Text ::
________________

= Adélaïde Moundélé-Ngollo =

Republic of the Congo politician (born 1944)

Yvonne Adélaïde Moundélé-Ngollo (born 1944) is a Congolese politician who has served in the government of Congo-Brazzaville as Minister of Small and Medium-Sized Enterprises since 2007. She was previously Director-General of Hydro-Congo from 1998 to 1999 and Minister of Trade from 2002 to 2007.

==Political career==
Moundélé-Ngollo was born in Brazzaville. She is the daughter of Édouard Mougany, who was a member of the National Assembly and an ally of President Fulbert Youlou. Her first husband was Ange Diawara, a military officer and early leader of the Congolese Labour Party (PCT), who was executed in 1973 for his role in the 1972 coup plot. She later married another politician, Benoît Moundélé-Ngollo, who served as a government minister, as Mayor of Brazzaville, and as Prefect of Brazzaville.

After holding high-level posts at Hydro-Congo, the national oil exploration and exploitation company (including serving as Director of the Department of Studies and Planning from 1986 to 1994), Moundélé-Ngollo was an Adviser to the Minister of Hydrocarbons from 1994 to 1998. She also attended the United Nations Fourth World Conference on Women as a delegate from Congo-Brazzaville in September 1995. Moundélé-Ngollo was the Director-General of Hydro-Congo from December 1998 to December 1999. She later became a member of the National Executive Bureau of Club 2002, which supports President Denis Sassou Nguesso and is led by his nephew, Willy Sassou Nguesso.

________________

Activity list ::
1. In the Moundélé-Ngollo article, who leads Club 2002?
2. Give again everything in the Moundélé-Ngollo article from "After holding high-level" down to "Willy Sassou Nguesso.".
3. According to the Moundélé-Ngollo article, why was Ange Diawara executed?
The rows that come next are separate material, apart from the Moundélé-Ngollo article.

Stored records:
________________

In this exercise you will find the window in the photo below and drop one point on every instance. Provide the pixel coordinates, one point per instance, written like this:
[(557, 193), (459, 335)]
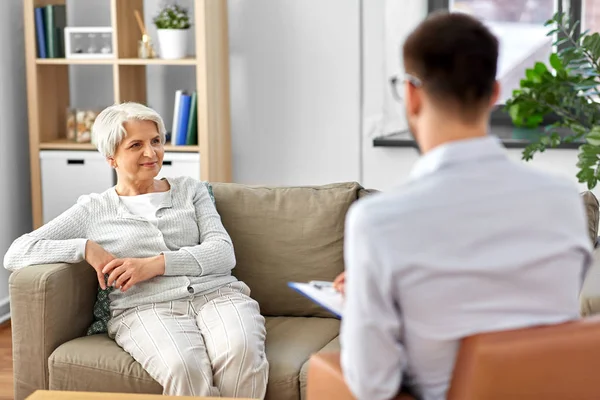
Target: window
[(519, 26)]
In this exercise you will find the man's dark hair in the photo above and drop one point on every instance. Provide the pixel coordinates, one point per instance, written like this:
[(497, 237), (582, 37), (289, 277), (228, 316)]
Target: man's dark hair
[(455, 56)]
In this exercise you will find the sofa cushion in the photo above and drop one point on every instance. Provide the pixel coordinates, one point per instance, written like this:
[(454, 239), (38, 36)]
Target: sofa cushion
[(95, 363), (333, 346), (285, 234), (591, 209)]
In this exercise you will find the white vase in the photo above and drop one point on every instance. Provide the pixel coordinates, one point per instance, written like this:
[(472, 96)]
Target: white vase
[(173, 43)]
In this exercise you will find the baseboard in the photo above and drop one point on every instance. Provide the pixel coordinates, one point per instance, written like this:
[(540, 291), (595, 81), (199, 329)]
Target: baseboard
[(4, 310)]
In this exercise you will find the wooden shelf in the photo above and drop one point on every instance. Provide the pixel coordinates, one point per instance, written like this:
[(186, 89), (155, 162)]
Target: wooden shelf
[(112, 61), (64, 144), (74, 61), (155, 61), (48, 90)]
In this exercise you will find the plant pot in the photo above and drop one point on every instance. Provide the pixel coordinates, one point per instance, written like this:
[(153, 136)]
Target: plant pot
[(173, 43)]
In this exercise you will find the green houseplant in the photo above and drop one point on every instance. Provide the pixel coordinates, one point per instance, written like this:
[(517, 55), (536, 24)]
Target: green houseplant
[(172, 24), (567, 88)]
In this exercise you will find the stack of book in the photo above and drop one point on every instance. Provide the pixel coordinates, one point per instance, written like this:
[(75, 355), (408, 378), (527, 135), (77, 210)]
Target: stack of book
[(50, 23), (185, 119)]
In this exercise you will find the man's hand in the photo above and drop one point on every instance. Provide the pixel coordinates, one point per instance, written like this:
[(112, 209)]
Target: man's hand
[(339, 282), (97, 257), (126, 272)]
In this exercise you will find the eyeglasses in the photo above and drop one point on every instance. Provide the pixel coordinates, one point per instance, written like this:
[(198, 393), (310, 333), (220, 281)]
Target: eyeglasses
[(395, 81)]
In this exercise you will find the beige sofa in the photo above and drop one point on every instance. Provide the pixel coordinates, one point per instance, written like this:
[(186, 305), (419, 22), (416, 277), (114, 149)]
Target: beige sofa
[(279, 235)]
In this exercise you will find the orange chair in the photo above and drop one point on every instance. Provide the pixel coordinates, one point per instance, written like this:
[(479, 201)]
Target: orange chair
[(555, 362)]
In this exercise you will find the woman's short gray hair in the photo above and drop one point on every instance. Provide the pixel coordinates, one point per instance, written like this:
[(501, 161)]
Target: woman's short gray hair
[(108, 129)]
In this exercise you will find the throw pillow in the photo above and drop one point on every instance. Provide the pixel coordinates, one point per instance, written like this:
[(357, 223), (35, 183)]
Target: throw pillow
[(102, 305)]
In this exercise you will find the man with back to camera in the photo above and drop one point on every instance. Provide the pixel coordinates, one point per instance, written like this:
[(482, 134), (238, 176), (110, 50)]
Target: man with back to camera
[(472, 243)]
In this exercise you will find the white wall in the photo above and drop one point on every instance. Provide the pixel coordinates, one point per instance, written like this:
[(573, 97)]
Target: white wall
[(15, 206), (295, 90)]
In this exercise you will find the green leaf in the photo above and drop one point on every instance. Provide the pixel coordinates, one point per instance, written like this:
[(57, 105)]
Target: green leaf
[(575, 25), (532, 76), (540, 68), (555, 62)]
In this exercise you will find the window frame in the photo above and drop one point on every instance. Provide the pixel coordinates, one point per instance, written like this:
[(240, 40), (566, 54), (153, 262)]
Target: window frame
[(499, 116)]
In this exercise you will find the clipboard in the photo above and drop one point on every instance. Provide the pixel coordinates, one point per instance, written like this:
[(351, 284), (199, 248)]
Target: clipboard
[(325, 296)]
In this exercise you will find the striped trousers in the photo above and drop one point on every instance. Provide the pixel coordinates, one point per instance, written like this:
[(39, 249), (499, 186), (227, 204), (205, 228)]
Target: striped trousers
[(208, 345)]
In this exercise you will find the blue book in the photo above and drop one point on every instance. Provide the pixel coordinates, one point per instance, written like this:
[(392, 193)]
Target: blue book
[(184, 116), (40, 30), (324, 295)]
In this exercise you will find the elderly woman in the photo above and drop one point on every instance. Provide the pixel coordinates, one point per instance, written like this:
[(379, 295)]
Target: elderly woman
[(175, 306)]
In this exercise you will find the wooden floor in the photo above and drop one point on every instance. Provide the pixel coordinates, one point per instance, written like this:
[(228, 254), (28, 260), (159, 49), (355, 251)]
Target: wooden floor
[(6, 382)]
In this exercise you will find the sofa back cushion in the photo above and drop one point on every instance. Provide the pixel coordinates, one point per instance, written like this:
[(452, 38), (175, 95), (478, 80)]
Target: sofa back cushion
[(283, 234), (591, 209)]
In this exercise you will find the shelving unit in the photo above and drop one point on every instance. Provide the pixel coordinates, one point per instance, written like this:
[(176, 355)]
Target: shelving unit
[(48, 87)]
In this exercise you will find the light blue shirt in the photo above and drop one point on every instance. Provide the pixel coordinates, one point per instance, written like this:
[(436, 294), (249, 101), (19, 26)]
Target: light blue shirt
[(473, 243)]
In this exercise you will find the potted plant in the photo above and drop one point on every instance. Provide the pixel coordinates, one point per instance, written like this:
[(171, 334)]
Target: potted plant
[(566, 88), (172, 23)]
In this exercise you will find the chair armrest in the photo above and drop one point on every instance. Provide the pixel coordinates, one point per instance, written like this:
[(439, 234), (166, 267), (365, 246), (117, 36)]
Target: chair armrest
[(50, 305), (590, 292), (326, 380)]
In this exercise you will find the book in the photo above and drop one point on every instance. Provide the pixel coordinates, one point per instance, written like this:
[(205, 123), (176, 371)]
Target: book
[(60, 23), (54, 24), (40, 32), (176, 116), (192, 133), (49, 26), (324, 295), (184, 116)]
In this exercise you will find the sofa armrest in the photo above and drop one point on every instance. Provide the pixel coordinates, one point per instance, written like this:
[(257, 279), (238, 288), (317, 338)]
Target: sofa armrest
[(50, 305), (590, 291), (326, 380)]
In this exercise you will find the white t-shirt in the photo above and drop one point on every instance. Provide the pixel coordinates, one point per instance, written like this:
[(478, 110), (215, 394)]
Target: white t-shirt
[(145, 205)]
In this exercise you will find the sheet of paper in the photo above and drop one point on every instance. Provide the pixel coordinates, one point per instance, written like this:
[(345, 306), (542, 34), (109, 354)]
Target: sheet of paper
[(326, 297)]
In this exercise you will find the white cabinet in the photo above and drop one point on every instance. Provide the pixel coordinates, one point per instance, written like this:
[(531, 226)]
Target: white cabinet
[(180, 164), (66, 175)]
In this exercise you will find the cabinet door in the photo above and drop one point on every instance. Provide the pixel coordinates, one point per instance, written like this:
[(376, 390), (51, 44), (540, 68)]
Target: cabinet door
[(180, 164), (66, 175)]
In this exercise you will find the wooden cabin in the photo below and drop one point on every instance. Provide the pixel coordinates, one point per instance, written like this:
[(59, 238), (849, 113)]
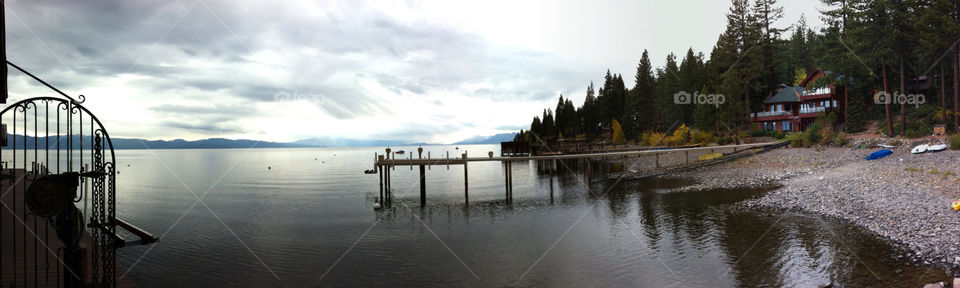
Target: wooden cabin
[(793, 109)]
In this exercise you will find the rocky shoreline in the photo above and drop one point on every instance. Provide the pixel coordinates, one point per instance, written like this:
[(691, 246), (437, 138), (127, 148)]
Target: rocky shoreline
[(903, 197)]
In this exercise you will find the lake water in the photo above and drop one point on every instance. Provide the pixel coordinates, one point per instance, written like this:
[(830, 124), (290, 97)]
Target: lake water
[(309, 220)]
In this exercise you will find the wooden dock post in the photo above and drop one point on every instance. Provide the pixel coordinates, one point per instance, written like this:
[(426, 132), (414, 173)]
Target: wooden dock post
[(423, 179), (380, 171), (552, 164), (509, 182), (506, 182), (589, 168), (466, 186)]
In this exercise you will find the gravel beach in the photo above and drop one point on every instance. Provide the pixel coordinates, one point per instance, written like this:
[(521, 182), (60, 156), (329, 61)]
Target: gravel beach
[(904, 197)]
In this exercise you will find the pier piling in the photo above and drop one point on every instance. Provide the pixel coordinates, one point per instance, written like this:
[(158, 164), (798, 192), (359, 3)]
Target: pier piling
[(423, 179)]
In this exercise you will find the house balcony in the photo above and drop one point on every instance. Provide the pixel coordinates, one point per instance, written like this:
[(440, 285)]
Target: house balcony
[(771, 115)]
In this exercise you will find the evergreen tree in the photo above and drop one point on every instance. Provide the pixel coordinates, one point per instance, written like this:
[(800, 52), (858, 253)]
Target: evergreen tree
[(799, 52), (669, 113), (641, 104)]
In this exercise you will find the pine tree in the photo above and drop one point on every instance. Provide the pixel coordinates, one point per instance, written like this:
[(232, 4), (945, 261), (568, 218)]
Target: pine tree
[(642, 96), (766, 13), (670, 114), (799, 51)]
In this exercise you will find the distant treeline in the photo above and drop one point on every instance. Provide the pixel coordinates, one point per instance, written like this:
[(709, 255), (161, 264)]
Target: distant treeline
[(868, 45), (86, 142)]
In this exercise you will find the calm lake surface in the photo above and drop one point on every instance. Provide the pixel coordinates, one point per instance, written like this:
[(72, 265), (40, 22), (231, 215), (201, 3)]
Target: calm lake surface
[(309, 221)]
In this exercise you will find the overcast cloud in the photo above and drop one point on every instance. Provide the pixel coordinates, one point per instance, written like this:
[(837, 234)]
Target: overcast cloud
[(285, 70)]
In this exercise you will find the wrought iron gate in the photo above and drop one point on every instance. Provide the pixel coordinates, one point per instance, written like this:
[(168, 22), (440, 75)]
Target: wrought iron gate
[(55, 147)]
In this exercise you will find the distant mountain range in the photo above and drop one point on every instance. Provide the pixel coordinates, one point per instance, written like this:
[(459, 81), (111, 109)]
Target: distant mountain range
[(495, 139), (18, 141)]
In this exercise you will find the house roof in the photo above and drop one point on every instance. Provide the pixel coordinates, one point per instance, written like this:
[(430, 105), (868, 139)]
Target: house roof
[(786, 95)]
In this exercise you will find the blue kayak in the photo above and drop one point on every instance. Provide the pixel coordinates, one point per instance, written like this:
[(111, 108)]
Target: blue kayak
[(879, 154)]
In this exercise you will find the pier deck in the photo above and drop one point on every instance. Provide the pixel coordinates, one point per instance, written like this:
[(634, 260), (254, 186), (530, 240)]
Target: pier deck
[(384, 162)]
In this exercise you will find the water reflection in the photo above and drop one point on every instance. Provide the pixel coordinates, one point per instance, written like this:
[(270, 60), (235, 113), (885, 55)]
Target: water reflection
[(305, 217)]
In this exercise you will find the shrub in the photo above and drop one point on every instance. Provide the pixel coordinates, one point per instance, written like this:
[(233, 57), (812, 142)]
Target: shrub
[(724, 140), (794, 138), (826, 134), (758, 133), (841, 140), (656, 139), (954, 142), (680, 136), (701, 137)]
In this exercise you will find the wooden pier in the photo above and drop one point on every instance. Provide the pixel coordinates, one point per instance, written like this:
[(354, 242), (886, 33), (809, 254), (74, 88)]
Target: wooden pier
[(386, 161)]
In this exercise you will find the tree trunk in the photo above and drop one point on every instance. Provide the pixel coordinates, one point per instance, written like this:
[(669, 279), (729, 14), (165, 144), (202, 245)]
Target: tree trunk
[(943, 97), (903, 89), (956, 90), (887, 104)]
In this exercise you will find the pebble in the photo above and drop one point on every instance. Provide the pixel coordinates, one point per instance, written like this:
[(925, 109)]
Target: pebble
[(880, 195)]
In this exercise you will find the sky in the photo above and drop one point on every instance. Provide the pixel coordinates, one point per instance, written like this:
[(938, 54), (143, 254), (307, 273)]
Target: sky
[(422, 71)]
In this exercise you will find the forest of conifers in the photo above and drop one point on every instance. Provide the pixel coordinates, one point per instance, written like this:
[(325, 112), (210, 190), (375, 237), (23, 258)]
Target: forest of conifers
[(867, 45)]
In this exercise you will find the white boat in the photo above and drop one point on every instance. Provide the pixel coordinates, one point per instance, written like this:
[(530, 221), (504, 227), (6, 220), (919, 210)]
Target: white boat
[(920, 149), (938, 147)]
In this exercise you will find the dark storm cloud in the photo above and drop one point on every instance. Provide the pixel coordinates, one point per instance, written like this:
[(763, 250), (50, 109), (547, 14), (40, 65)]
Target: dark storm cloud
[(254, 51)]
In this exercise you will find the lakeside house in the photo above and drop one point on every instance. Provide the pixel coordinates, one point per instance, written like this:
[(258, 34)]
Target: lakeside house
[(795, 108)]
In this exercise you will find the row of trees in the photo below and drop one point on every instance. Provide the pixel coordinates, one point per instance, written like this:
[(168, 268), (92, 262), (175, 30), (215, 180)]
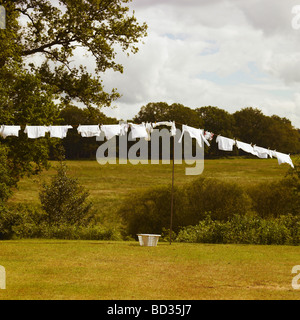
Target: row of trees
[(38, 75), (247, 125)]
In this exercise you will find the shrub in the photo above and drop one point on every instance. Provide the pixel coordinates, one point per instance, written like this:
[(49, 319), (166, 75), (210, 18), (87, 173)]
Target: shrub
[(272, 199), (247, 229), (222, 199), (149, 211), (64, 200)]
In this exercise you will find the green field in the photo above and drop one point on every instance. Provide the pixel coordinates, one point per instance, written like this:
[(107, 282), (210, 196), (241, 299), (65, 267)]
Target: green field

________________

Solution list ::
1. Willy Sassou Nguesso, the nephew of President Denis Sassou Nguesso.

2.
After holding high-level posts at Hydro-Congo, the national oil exploration and exploitation company (including serving as Director of the Department of Studies and Planning from 1986 to 1994), Moundélé-Ngollo was an Adviser to the Minister of Hydrocarbons from 1994 to 1998. She also attended the United Nations Fourth World Conference on Women as a delegate from Congo-Brazzaville in September 1995. Moundélé-Ngollo was the Director-General of Hydro-Congo from December 1998 to December 1999. She later became a member of the National Executive Bureau of Club 2002, which supports President Denis Sassou Nguesso and is led by his nephew, Willy Sassou Nguesso.

3. He was executed in 1973 for his role in the 1972 coup plot.